>> BEGIN Given data

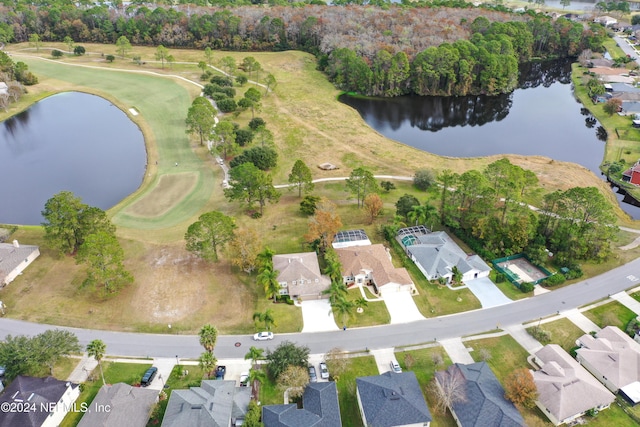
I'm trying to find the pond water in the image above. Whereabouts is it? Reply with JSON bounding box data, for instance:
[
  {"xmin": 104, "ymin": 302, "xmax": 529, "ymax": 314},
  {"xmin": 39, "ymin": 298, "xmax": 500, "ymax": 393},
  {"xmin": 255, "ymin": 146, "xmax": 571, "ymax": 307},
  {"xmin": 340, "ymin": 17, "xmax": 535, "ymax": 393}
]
[
  {"xmin": 340, "ymin": 61, "xmax": 640, "ymax": 219},
  {"xmin": 0, "ymin": 92, "xmax": 146, "ymax": 225}
]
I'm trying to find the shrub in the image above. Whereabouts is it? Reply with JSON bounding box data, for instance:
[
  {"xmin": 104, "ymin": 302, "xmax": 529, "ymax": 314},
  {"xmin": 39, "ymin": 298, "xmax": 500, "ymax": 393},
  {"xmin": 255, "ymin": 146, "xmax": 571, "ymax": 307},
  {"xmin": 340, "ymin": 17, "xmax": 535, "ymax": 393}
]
[
  {"xmin": 217, "ymin": 98, "xmax": 238, "ymax": 113},
  {"xmin": 520, "ymin": 282, "xmax": 536, "ymax": 294}
]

>> END Given data

§ Given task
Reproduce the material word for word, minus the images.

§ Output for this task
I'm trying to find the pond water in the image above. Whereabouts is it? Reply with JSON bounding box data, for instance:
[
  {"xmin": 104, "ymin": 302, "xmax": 529, "ymax": 314},
  {"xmin": 39, "ymin": 298, "xmax": 500, "ymax": 393},
  {"xmin": 255, "ymin": 146, "xmax": 571, "ymax": 307},
  {"xmin": 340, "ymin": 17, "xmax": 535, "ymax": 393}
]
[
  {"xmin": 340, "ymin": 61, "xmax": 640, "ymax": 219},
  {"xmin": 0, "ymin": 92, "xmax": 146, "ymax": 225}
]
I'm trying to find the shrub in the image above. Whereabouts is it? Reply with JSON bounding box data, for instance:
[
  {"xmin": 104, "ymin": 302, "xmax": 529, "ymax": 314},
  {"xmin": 39, "ymin": 298, "xmax": 500, "ymax": 393},
  {"xmin": 255, "ymin": 146, "xmax": 571, "ymax": 307},
  {"xmin": 340, "ymin": 17, "xmax": 535, "ymax": 393}
]
[
  {"xmin": 217, "ymin": 98, "xmax": 238, "ymax": 113},
  {"xmin": 520, "ymin": 282, "xmax": 536, "ymax": 294}
]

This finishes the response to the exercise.